⟨

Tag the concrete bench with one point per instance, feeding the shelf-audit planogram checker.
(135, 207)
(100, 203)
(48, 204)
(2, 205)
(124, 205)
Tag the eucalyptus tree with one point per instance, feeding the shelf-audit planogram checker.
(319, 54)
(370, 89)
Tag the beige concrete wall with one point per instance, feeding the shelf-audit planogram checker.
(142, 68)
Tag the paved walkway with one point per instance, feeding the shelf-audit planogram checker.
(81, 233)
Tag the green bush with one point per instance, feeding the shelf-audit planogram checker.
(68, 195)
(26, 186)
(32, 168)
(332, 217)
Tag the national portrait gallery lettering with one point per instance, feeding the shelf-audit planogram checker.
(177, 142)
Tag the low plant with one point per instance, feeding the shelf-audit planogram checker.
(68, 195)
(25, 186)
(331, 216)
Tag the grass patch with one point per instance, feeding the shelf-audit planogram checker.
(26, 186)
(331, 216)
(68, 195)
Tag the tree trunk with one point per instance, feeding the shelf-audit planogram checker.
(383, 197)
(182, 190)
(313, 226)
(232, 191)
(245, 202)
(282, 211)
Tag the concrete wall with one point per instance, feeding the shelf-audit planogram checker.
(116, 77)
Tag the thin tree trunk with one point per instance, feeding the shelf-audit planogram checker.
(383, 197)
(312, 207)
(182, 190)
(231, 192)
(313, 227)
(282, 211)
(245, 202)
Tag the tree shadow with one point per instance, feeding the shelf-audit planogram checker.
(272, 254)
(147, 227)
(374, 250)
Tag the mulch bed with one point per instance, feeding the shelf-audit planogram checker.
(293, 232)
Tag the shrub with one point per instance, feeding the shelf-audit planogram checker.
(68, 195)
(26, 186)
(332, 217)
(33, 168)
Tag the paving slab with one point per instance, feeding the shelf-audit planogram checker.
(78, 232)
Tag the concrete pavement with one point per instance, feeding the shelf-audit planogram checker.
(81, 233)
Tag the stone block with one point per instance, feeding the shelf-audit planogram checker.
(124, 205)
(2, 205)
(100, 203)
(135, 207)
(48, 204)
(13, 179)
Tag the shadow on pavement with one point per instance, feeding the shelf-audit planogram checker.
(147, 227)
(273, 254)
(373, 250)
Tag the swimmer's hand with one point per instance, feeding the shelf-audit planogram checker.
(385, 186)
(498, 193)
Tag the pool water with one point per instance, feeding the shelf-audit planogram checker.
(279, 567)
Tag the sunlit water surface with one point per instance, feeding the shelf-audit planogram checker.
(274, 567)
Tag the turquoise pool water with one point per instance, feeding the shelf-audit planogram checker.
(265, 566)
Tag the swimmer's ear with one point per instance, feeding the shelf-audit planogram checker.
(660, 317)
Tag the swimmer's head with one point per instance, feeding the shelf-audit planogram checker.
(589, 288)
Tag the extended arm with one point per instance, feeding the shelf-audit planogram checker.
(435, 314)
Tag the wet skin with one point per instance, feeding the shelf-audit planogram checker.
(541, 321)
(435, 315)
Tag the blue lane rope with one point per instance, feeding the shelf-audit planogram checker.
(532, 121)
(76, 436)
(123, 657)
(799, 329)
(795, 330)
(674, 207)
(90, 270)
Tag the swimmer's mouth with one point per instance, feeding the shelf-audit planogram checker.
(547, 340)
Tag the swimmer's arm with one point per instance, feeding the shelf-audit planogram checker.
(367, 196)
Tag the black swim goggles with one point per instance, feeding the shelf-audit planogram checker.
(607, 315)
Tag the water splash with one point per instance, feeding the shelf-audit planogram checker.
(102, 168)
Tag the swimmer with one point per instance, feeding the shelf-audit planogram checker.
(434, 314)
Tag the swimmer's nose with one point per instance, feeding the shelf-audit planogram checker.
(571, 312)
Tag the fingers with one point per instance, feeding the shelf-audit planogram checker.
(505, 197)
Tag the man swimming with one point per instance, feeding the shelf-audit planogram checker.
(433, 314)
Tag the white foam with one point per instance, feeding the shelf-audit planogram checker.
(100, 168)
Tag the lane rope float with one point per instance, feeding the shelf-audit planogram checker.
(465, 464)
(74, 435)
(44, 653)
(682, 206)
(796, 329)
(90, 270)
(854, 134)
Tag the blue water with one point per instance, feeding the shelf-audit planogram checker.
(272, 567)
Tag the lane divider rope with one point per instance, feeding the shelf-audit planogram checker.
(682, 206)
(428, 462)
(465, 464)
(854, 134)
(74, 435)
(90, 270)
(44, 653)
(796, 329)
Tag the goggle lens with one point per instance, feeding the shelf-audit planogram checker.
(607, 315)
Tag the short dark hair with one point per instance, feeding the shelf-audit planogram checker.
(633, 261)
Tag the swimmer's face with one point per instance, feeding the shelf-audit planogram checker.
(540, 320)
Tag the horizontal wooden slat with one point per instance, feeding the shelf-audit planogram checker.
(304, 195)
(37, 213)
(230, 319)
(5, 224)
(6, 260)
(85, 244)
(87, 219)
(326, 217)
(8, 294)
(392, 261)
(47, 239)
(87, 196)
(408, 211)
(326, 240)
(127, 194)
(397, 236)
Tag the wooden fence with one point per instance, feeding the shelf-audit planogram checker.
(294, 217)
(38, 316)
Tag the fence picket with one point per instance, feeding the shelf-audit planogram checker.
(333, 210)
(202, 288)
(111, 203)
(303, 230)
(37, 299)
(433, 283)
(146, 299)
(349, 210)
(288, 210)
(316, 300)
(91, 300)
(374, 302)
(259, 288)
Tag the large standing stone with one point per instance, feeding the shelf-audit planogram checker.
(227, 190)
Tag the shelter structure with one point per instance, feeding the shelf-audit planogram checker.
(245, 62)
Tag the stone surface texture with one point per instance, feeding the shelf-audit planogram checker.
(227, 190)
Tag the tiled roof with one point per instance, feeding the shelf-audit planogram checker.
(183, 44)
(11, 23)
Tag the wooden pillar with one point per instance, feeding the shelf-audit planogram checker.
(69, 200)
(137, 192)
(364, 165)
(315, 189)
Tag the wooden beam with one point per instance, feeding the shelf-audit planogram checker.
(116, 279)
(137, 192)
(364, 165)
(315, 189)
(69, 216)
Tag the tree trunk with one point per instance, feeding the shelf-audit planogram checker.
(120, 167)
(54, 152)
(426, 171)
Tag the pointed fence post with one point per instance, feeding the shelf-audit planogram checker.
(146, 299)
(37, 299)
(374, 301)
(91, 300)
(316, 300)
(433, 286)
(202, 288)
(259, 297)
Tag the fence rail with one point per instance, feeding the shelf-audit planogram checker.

⟩

Copy out each line exactly as written.

**TASK RESPONSE**
Tag the concrete bench with one point per instance, feeding the shelf-audit planogram checker.
(135, 207)
(100, 203)
(48, 204)
(2, 205)
(124, 205)
Tag the eucalyptus tree with one point per instance, feeding the shelf-audit planogram checker.
(319, 54)
(370, 89)
Tag the beige concrete wall with one point per instance, feeding the shelf-audit planogram checker.
(142, 68)
Tag the paved walkway with one point per instance, feeding the shelf-audit planogram checker.
(81, 233)
Tag the green bush with one point per instance, feeding the shelf-audit planogram checker.
(68, 195)
(26, 186)
(32, 168)
(332, 217)
Tag the national portrait gallery lettering with one point per instance, feeding the shelf-audit planogram checker.
(177, 142)
Tag the low plant with one point per instance, feeding the shelf-audit planogram checker.
(68, 195)
(25, 186)
(331, 216)
Tag the grass patch with one point per instance, feeding the shelf-audit planogram checker.
(26, 186)
(331, 216)
(68, 195)
Tag the tree trunk with one point per instance, feeding the shelf-audit planogram checker.
(383, 197)
(182, 190)
(313, 226)
(232, 191)
(245, 202)
(282, 211)
Tag the concrete wall with one point per instance, feeding the shelf-audit planogram checker.
(116, 77)
Tag the thin tree trunk with one point per instance, feeding the shelf-audit planogram checker.
(383, 197)
(312, 207)
(182, 190)
(231, 192)
(313, 227)
(282, 211)
(245, 202)
Tag the tree shadow with one point per instance, feeding the shelf-audit planogram checker.
(272, 254)
(147, 227)
(374, 250)
Tag the mulch bed with one point per instance, feeding the shelf-audit planogram checker.
(293, 232)
Tag the shrub with one point per instance, feeding the shelf-audit planogram checker.
(68, 195)
(26, 186)
(332, 217)
(33, 168)
Tag the paving slab with one point per instance, feeding the shelf-audit planogram checker.
(78, 232)
Tag the concrete pavement with one point per instance, feeding the shelf-audit planogram checker.
(81, 233)
Tag the stone block with one point per instance, feeding the shelf-audit planogram checker.
(124, 205)
(2, 205)
(100, 203)
(135, 207)
(48, 204)
(13, 179)
Tag the shadow on pavement with one point per instance, feeding the shelf-audit planogram checker.
(147, 227)
(273, 254)
(373, 250)
Tag the swimmer's hand with one point per instance, feeding the shelf-audit planogram checker.
(385, 186)
(498, 193)
Tag the pool water with one point per instance, feeding the shelf-audit planogram checker.
(279, 567)
Tag the sunlit water surface with one point per instance, feeding the shelf-audit planogram checker.
(274, 567)
Tag the turquoise pool water with one point per instance, feeding the shelf-audit planogram checker.
(265, 566)
Tag the swimmer's ear with one point per instance, feeding the shelf-audit planogram checker.
(660, 317)
Tag the swimmer's head with one point per instance, feeding the shelf-audit planogram checker.
(589, 288)
Tag the extended arm with one point per instance, feeding the shelf-audit planogram checker.
(435, 314)
Tag the wet skin with one point per instance, feeding the shelf-audit planogram checker.
(541, 321)
(435, 315)
Tag the blue lane rope with one point per instance, feeding the shelf-audit planogram checker.
(532, 121)
(76, 436)
(123, 657)
(799, 329)
(795, 330)
(674, 207)
(90, 270)
Tag the swimmer's mouth with one point per instance, feeding the shelf-audit planogram checker.
(547, 340)
Tag the swimmer's arm with one point per instance, feeding the shelf-audit planogram checker.
(367, 196)
Tag the black swim goggles with one point per instance, feeding the shelf-audit planogram checker.
(607, 315)
Tag the water splash with one point per instance, feeding the shelf-audit planogram checker.
(102, 168)
Tag the swimmer with one point per instance, feeding the shelf-audit planogram checker.
(434, 314)
Tag the swimmer's nose with one point per instance, feeding the shelf-audit planogram checker.
(571, 312)
Tag the fingers with one point per instance, feeding the shelf-audit planogram checker.
(505, 197)
Tag the man swimming with one point per instance, feeding the shelf-audit planogram checker.
(433, 314)
Tag the white foam with one point per instance, feeding the shelf-audit planogram checker.
(100, 168)
Tag the lane rope float with one point per instance, feeding the shelf-audit planogram checker.
(465, 464)
(74, 435)
(44, 653)
(682, 206)
(796, 329)
(90, 270)
(854, 134)
Tag the blue water with one point per instance, feeding the shelf-audit planogram checker.
(272, 567)
Tag the lane divider rope with one point per instance, feeding the shelf-audit planogram checker.
(682, 206)
(428, 462)
(465, 464)
(854, 134)
(74, 435)
(90, 270)
(44, 653)
(796, 329)
Tag the goggle lens with one point per instance, feeding the shelf-audit planogram checker.
(607, 315)
Tag the short dark hair with one point per instance, feeding the shelf-audit planogram checker.
(633, 261)
Tag the swimmer's face with one point per instance, feeding the shelf-audit planogram checker.
(540, 320)
Tag the horizontal wooden slat with one point per instance, feeding the shelf-audit planogram checker.
(304, 195)
(37, 213)
(230, 319)
(5, 224)
(6, 260)
(85, 244)
(87, 219)
(326, 217)
(8, 294)
(392, 261)
(47, 239)
(87, 196)
(408, 211)
(326, 240)
(127, 194)
(397, 236)
Tag the wooden fence with one point per instance, feeding the shelf-audit planogram checker.
(294, 217)
(38, 316)
Tag the fence picket with one point per instance, feeding the shelf-audit planogram checker.
(333, 210)
(202, 288)
(111, 203)
(303, 230)
(37, 299)
(433, 283)
(146, 299)
(349, 210)
(288, 210)
(316, 300)
(91, 300)
(374, 302)
(259, 288)
Tag the large standing stone with one point per instance, feeding the shelf-audit planogram checker.
(227, 190)
Tag the shelter structure with one point per instance, feeding the shelf-audit planogram checker.
(245, 62)
Tag the stone surface texture with one point per instance, feeding the shelf-audit planogram checker.
(227, 190)
Tag the tiled roof with one point per instance, feeding the shelf-audit planogram checker.
(183, 44)
(11, 23)
Tag the wooden pillar with one point per instance, feeding the shelf-audit planogram checker.
(69, 200)
(137, 192)
(364, 165)
(315, 189)
Tag the wooden beam with one point per instance, feeding the shelf-audit planogram checker.
(116, 279)
(137, 192)
(364, 165)
(315, 189)
(69, 216)
Tag the tree trunk with one point per instance, feeding the shelf-audit planogram checker.
(120, 167)
(54, 152)
(426, 171)
Tag the pointed fence post with one point per instance, feeding the shelf-audit planogram checker.
(146, 299)
(37, 299)
(374, 301)
(91, 300)
(316, 300)
(433, 286)
(202, 288)
(259, 297)
Tag the fence rail with one point per instance, feeding the shelf-audit planogram checker.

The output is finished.